- _What this exercise asks_:
a. According to the knee osteoarthritis article, why might injecting a corticosteroid into the knee joint help these patients, and what risk does it carry? Answer in one to three sentences.
b. Print the part of the knee osteoarthritis article from "Findings do not support steroid" to "published by JAMA.".

- _Text provided_:
Findings do not support steroid injections for knee osteoarthritis
Among patients with knee osteoarthritis, an injection of a corticosteroid every three months over two years resulted in significantly greater cartilage volume loss and no significant difference in knee pain compared to patients who received a placebo injection, according to a study published by JAMA.
Symptomatic knee osteoarthritis was estimated to affect more than 9 million individuals in the United States in 2005 and is a leading cause of disability and medical costs.
Treatments for osteoarthritis are primarily prescribed to reduce symptoms, with no interventions known to influence structural progression. Synovitis (inflammation of a membrane that lines the joints) is common and is associated with progression of structural characteristics of knee osteoarthritis. Intra-articular corticosteroids (an injection in the joint) could reduce cartilage damage associated with synovitis but might have adverse effects on cartilage and bone.
Timothy E. McAlindon, D.M., M.P.H., of Tufts Medical Center, Boston, and colleagues randomly assigned 140 patients with symptomatic knee osteoarthritis with features of synovitis to injections in the joint with the corticosteroid triamcinolone (n = 70) or saline (n = 70) every 12 weeks for two years. The researchers found that injections with triamcinolone resulted in significantly greater cartilage volume loss than did saline (average change in cartilage thickness of -0.21 mm vs -0.10 mm) and no significant difference on measures of pain. The saline group had three treatment-related adverse events compared with five in the triamcinolone group.
Several limitations of the study are noted in the article, including that any transient benefit on pain ending within the 3-month period between each injection could have been missed by methods used in the study.
"These findings do not support this treatment for patients with symptomatic knee osteoarthritis," the authors write.

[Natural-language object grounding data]
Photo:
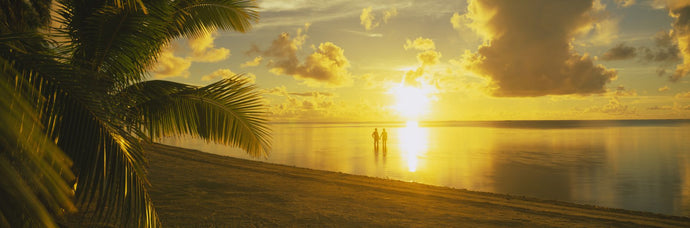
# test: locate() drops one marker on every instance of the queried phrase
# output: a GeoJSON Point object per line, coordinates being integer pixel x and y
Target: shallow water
{"type": "Point", "coordinates": [638, 165]}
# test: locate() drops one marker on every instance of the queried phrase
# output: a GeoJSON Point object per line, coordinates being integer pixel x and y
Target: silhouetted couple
{"type": "Point", "coordinates": [383, 137]}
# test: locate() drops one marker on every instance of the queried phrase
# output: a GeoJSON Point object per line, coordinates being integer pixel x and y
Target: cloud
{"type": "Point", "coordinates": [614, 107]}
{"type": "Point", "coordinates": [619, 52]}
{"type": "Point", "coordinates": [665, 50]}
{"type": "Point", "coordinates": [203, 49]}
{"type": "Point", "coordinates": [311, 106]}
{"type": "Point", "coordinates": [625, 3]}
{"type": "Point", "coordinates": [683, 95]}
{"type": "Point", "coordinates": [312, 94]}
{"type": "Point", "coordinates": [169, 65]}
{"type": "Point", "coordinates": [458, 21]}
{"type": "Point", "coordinates": [227, 73]}
{"type": "Point", "coordinates": [622, 92]}
{"type": "Point", "coordinates": [252, 63]}
{"type": "Point", "coordinates": [428, 57]}
{"type": "Point", "coordinates": [528, 50]}
{"type": "Point", "coordinates": [326, 66]}
{"type": "Point", "coordinates": [679, 10]}
{"type": "Point", "coordinates": [422, 44]}
{"type": "Point", "coordinates": [369, 20]}
{"type": "Point", "coordinates": [388, 14]}
{"type": "Point", "coordinates": [676, 107]}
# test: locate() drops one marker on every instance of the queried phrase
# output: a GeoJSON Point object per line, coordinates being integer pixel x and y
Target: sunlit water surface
{"type": "Point", "coordinates": [637, 165]}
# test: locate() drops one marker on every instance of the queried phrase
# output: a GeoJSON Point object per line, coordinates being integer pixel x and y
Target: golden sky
{"type": "Point", "coordinates": [358, 60]}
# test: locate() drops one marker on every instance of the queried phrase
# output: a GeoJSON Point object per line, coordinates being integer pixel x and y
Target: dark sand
{"type": "Point", "coordinates": [195, 189]}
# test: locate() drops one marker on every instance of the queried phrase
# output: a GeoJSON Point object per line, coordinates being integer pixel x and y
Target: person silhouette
{"type": "Point", "coordinates": [384, 137]}
{"type": "Point", "coordinates": [375, 135]}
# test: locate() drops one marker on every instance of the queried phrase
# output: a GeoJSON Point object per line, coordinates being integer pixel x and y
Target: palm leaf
{"type": "Point", "coordinates": [197, 17]}
{"type": "Point", "coordinates": [117, 43]}
{"type": "Point", "coordinates": [108, 160]}
{"type": "Point", "coordinates": [34, 172]}
{"type": "Point", "coordinates": [229, 112]}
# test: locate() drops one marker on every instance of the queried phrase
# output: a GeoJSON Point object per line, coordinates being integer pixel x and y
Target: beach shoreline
{"type": "Point", "coordinates": [194, 188]}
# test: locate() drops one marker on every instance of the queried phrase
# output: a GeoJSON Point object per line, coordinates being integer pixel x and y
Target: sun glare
{"type": "Point", "coordinates": [413, 144]}
{"type": "Point", "coordinates": [412, 102]}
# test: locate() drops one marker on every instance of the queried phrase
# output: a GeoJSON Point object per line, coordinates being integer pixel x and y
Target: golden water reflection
{"type": "Point", "coordinates": [414, 144]}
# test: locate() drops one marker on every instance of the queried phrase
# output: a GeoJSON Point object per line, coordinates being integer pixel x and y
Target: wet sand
{"type": "Point", "coordinates": [196, 189]}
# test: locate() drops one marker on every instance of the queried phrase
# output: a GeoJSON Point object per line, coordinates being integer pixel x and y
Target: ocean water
{"type": "Point", "coordinates": [639, 165]}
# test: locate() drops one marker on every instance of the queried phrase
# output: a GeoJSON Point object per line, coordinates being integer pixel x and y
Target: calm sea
{"type": "Point", "coordinates": [632, 164]}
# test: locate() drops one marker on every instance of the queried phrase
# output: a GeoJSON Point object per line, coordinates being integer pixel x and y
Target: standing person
{"type": "Point", "coordinates": [375, 135]}
{"type": "Point", "coordinates": [384, 137]}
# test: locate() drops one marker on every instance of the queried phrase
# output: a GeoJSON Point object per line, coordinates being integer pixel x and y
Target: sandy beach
{"type": "Point", "coordinates": [196, 189]}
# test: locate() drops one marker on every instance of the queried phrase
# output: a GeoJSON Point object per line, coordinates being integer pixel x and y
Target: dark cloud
{"type": "Point", "coordinates": [529, 51]}
{"type": "Point", "coordinates": [665, 49]}
{"type": "Point", "coordinates": [680, 11]}
{"type": "Point", "coordinates": [311, 94]}
{"type": "Point", "coordinates": [619, 52]}
{"type": "Point", "coordinates": [326, 66]}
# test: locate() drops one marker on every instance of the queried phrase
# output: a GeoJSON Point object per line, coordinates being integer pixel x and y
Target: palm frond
{"type": "Point", "coordinates": [108, 160]}
{"type": "Point", "coordinates": [197, 17]}
{"type": "Point", "coordinates": [116, 43]}
{"type": "Point", "coordinates": [34, 172]}
{"type": "Point", "coordinates": [229, 112]}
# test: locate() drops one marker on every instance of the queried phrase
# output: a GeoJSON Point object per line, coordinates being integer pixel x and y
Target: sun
{"type": "Point", "coordinates": [412, 102]}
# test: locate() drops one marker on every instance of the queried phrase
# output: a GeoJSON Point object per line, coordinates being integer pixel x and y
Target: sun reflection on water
{"type": "Point", "coordinates": [413, 144]}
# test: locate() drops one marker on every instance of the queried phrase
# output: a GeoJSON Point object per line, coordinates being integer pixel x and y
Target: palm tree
{"type": "Point", "coordinates": [80, 108]}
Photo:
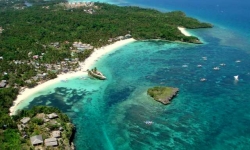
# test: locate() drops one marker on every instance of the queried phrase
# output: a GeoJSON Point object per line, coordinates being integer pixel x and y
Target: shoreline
{"type": "Point", "coordinates": [184, 31]}
{"type": "Point", "coordinates": [81, 71]}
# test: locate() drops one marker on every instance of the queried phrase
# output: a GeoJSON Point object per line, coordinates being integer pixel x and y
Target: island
{"type": "Point", "coordinates": [163, 94]}
{"type": "Point", "coordinates": [40, 40]}
{"type": "Point", "coordinates": [45, 127]}
{"type": "Point", "coordinates": [96, 74]}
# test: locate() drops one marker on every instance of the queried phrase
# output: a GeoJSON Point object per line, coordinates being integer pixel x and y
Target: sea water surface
{"type": "Point", "coordinates": [214, 114]}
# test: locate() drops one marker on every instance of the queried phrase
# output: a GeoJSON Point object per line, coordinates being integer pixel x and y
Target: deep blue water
{"type": "Point", "coordinates": [205, 115]}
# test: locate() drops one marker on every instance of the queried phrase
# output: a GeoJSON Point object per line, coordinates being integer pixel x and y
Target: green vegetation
{"type": "Point", "coordinates": [13, 139]}
{"type": "Point", "coordinates": [162, 94]}
{"type": "Point", "coordinates": [36, 44]}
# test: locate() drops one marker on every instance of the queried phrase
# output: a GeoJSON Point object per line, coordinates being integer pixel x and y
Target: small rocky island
{"type": "Point", "coordinates": [45, 127]}
{"type": "Point", "coordinates": [96, 74]}
{"type": "Point", "coordinates": [163, 94]}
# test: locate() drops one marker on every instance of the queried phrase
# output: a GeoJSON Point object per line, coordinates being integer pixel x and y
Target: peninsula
{"type": "Point", "coordinates": [54, 40]}
{"type": "Point", "coordinates": [163, 94]}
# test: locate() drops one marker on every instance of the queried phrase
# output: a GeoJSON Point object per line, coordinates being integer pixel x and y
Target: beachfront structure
{"type": "Point", "coordinates": [25, 120]}
{"type": "Point", "coordinates": [36, 140]}
{"type": "Point", "coordinates": [51, 142]}
{"type": "Point", "coordinates": [56, 134]}
{"type": "Point", "coordinates": [3, 83]}
{"type": "Point", "coordinates": [82, 46]}
{"type": "Point", "coordinates": [52, 115]}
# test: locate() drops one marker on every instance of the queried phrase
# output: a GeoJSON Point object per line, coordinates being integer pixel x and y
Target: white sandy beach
{"type": "Point", "coordinates": [184, 31]}
{"type": "Point", "coordinates": [87, 64]}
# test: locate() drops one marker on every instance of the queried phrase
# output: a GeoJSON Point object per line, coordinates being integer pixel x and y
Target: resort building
{"type": "Point", "coordinates": [36, 140]}
{"type": "Point", "coordinates": [51, 142]}
{"type": "Point", "coordinates": [25, 120]}
{"type": "Point", "coordinates": [3, 83]}
{"type": "Point", "coordinates": [56, 134]}
{"type": "Point", "coordinates": [52, 116]}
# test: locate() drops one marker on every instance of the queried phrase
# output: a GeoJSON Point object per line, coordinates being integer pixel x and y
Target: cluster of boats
{"type": "Point", "coordinates": [148, 122]}
{"type": "Point", "coordinates": [217, 68]}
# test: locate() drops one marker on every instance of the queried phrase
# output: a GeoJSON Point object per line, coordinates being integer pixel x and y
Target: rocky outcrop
{"type": "Point", "coordinates": [163, 94]}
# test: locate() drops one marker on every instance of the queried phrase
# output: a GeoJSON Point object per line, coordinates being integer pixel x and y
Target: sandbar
{"type": "Point", "coordinates": [81, 71]}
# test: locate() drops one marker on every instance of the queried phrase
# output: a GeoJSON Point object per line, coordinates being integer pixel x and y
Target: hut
{"type": "Point", "coordinates": [25, 120]}
{"type": "Point", "coordinates": [36, 140]}
{"type": "Point", "coordinates": [51, 142]}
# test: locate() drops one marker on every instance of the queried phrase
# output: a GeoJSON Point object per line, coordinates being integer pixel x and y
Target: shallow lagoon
{"type": "Point", "coordinates": [205, 115]}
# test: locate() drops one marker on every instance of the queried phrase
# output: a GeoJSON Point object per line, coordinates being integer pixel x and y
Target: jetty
{"type": "Point", "coordinates": [163, 94]}
{"type": "Point", "coordinates": [96, 74]}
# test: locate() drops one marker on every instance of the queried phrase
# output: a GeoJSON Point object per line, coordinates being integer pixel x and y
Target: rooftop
{"type": "Point", "coordinates": [37, 139]}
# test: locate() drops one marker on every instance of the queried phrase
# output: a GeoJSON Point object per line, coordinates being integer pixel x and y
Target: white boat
{"type": "Point", "coordinates": [148, 122]}
{"type": "Point", "coordinates": [216, 68]}
{"type": "Point", "coordinates": [236, 77]}
{"type": "Point", "coordinates": [203, 79]}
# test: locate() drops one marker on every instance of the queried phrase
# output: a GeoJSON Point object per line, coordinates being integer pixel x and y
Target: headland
{"type": "Point", "coordinates": [82, 71]}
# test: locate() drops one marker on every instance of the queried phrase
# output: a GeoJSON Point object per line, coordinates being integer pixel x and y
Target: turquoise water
{"type": "Point", "coordinates": [213, 114]}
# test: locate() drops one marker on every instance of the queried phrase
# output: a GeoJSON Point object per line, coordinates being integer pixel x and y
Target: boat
{"type": "Point", "coordinates": [96, 74]}
{"type": "Point", "coordinates": [204, 58]}
{"type": "Point", "coordinates": [236, 77]}
{"type": "Point", "coordinates": [203, 79]}
{"type": "Point", "coordinates": [148, 122]}
{"type": "Point", "coordinates": [64, 80]}
{"type": "Point", "coordinates": [216, 68]}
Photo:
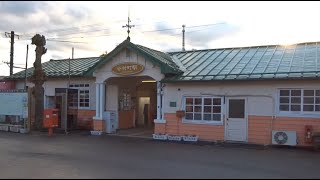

- _Results in order_:
a. Synovitis is common in knee osteoarthritis and is associated with the progression of its structural characteristics, so corticosteroid injections in the joint could reduce the cartilage damage linked to synovitis. However, they might also have adverse effects on cartilage and bone.

b.
Findings do not support steroid injections for knee osteoarthritis
Among patients with knee osteoarthritis, an injection of a corticosteroid every three months over two years resulted in significantly greater cartilage volume loss and no significant difference in knee pain compared to patients who received a placebo injection, according to a study published by JAMA.